Dataset entries
____

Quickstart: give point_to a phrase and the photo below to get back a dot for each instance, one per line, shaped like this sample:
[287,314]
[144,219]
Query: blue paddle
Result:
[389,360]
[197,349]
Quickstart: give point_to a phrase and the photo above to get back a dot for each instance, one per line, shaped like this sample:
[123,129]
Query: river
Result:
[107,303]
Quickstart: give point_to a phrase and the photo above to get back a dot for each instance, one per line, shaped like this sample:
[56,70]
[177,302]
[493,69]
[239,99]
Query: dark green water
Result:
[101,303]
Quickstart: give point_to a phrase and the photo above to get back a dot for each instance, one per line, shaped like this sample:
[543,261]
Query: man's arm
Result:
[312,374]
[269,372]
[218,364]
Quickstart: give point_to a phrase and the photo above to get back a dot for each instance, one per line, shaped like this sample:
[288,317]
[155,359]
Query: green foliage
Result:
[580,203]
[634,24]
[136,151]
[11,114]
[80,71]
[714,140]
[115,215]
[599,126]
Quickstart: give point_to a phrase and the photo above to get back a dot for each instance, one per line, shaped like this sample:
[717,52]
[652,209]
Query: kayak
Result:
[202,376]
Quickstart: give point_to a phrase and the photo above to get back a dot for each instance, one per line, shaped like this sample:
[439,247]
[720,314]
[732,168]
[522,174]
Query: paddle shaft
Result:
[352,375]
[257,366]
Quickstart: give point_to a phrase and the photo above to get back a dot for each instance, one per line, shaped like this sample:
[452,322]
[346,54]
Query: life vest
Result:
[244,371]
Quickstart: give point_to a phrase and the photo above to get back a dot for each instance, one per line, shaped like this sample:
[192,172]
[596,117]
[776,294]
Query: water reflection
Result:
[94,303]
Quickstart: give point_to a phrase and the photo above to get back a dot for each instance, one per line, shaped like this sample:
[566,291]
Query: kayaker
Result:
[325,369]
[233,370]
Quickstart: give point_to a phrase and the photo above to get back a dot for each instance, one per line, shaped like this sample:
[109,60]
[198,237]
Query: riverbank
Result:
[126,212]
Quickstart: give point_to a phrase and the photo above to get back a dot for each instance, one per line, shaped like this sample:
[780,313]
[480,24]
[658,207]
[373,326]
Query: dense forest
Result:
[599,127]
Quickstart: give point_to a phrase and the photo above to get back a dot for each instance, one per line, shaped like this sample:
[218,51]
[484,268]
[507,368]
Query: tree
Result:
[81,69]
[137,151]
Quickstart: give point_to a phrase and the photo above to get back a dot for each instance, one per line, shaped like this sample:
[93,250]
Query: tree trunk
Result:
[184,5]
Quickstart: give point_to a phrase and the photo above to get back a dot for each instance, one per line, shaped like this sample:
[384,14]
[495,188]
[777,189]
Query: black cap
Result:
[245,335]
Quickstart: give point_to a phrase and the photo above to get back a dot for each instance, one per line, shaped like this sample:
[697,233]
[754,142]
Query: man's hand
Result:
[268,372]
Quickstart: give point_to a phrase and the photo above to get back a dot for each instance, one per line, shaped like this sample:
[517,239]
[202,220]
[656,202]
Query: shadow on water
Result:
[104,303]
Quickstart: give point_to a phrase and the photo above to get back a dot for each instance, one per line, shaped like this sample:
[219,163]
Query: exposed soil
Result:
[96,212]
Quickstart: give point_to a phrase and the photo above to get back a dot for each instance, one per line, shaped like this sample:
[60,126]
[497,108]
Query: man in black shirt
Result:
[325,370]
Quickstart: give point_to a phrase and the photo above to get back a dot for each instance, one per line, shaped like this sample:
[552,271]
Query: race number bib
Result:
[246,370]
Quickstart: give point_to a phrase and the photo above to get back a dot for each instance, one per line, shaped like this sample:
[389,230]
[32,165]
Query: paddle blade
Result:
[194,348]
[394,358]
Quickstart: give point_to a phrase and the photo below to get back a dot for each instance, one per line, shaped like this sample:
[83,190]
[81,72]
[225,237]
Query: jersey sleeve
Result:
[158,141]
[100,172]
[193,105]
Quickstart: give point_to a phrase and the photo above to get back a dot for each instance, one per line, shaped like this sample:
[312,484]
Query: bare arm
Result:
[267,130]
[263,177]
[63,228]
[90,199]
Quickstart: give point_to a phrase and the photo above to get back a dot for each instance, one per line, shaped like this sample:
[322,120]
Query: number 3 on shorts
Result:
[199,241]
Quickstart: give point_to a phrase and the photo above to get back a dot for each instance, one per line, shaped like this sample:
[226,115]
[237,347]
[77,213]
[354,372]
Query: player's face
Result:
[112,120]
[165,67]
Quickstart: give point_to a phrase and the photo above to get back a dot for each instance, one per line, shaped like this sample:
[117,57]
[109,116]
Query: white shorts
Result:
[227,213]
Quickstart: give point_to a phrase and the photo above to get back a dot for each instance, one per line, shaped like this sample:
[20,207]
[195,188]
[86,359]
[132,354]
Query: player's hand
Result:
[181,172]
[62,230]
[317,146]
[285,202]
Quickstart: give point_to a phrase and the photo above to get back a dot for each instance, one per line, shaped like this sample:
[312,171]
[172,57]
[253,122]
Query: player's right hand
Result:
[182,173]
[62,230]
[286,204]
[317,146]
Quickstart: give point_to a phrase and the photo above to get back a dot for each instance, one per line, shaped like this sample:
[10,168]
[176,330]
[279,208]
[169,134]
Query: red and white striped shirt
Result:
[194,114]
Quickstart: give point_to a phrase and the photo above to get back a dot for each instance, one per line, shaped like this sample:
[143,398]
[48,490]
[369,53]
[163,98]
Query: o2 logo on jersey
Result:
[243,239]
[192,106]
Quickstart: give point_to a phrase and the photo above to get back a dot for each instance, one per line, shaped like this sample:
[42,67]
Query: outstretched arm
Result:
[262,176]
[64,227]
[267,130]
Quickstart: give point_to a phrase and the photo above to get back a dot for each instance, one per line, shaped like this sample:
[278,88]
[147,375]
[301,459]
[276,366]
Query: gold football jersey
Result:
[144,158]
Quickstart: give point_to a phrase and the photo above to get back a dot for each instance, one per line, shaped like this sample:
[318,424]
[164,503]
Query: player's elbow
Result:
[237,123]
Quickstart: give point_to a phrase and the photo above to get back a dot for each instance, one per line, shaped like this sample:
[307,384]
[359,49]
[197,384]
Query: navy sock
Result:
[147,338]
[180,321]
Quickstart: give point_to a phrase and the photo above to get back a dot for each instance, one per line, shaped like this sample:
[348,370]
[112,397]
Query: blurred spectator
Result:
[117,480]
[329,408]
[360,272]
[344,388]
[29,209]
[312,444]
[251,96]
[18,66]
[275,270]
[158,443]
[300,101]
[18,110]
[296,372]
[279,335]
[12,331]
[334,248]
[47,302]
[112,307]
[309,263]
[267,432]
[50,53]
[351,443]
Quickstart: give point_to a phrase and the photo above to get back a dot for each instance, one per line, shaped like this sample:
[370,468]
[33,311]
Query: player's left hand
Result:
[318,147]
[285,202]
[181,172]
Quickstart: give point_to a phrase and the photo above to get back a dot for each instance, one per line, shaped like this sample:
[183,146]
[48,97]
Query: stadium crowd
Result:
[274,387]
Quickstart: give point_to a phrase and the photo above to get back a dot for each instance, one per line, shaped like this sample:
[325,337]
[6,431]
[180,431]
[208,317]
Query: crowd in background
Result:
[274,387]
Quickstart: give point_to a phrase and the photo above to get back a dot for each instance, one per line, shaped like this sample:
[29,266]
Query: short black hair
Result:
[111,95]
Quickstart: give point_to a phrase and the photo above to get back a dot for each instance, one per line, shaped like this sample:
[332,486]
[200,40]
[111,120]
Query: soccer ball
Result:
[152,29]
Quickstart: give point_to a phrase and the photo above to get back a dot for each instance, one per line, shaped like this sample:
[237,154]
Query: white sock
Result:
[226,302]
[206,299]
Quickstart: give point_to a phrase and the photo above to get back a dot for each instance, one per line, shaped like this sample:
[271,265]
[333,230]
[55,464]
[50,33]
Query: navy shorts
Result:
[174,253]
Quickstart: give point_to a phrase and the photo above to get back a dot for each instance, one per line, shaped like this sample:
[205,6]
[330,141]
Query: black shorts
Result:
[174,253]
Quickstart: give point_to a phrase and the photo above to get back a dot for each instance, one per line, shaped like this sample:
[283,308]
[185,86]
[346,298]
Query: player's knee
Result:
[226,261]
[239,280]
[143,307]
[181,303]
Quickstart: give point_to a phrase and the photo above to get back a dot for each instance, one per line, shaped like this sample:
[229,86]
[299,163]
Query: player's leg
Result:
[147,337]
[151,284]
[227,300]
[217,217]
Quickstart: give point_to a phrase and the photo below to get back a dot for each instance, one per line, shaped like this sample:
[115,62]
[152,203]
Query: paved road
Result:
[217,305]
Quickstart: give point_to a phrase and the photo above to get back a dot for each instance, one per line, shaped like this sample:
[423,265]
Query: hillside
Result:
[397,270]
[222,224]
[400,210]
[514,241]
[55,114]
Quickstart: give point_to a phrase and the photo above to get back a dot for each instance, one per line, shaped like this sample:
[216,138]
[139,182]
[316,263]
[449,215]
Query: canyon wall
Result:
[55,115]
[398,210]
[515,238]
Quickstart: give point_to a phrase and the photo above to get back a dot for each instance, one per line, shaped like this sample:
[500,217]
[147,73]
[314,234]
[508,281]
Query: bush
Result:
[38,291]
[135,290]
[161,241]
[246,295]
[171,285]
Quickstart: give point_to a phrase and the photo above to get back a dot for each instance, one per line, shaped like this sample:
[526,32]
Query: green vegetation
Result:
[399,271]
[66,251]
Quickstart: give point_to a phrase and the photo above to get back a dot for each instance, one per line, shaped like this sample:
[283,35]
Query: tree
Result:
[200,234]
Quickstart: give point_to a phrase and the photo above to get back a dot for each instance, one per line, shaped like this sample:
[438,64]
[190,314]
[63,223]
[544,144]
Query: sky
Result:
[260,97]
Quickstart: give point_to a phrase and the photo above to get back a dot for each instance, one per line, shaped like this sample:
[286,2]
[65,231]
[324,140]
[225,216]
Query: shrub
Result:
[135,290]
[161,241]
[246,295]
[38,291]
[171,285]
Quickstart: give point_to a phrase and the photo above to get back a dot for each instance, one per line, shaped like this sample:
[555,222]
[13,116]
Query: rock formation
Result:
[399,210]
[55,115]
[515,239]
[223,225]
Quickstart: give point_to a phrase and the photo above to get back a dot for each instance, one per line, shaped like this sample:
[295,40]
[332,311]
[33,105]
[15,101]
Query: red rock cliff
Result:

____

ACTIVITY:
Nothing but the lines from the top of the records down to the line with "Query: paddle shaft" belongs in the answer; repeat them exactly.

OUTPUT OF THE TASK:
Quickstart: give point_to a phrase and the photo below to get back a dot for each instance, one per line, shaped like this sample:
[287,314]
[144,219]
Query: blue paddle
Result:
[389,360]
[197,349]
Quickstart: give point_to a phrase and the photo above to get back a dot for each instance, one per line, shaped like this sample:
[123,129]
Query: river
Result:
[107,303]
Quickstart: give point_to a phrase and the photo above to get back a dot for each instance, one per line, shaped like this sample:
[56,70]
[177,302]
[493,69]
[239,99]
Query: dark green water
Result:
[101,303]
Quickstart: give point_to a phrase and the photo above to get back a dot for each instance, one per line, shaped like this sample:
[543,261]
Query: man's arm
Result:
[312,374]
[269,372]
[218,364]
Quickstart: give point_to a phrase and the photo above to get back a dot for each instance, one per line, shaped like this sample:
[288,317]
[155,359]
Query: green foliage
Result:
[580,203]
[634,24]
[136,151]
[11,114]
[80,71]
[714,140]
[115,215]
[599,126]
Quickstart: give point_to a phrase and the photo above to get back a dot for each instance, one per line, shaped like this sample:
[717,52]
[652,209]
Query: kayak
Result:
[202,376]
Quickstart: give point_to a phrase and the photo above to get back a dot for each instance, one per line, shaped like this sample:
[439,247]
[720,314]
[732,168]
[522,174]
Query: paddle shaft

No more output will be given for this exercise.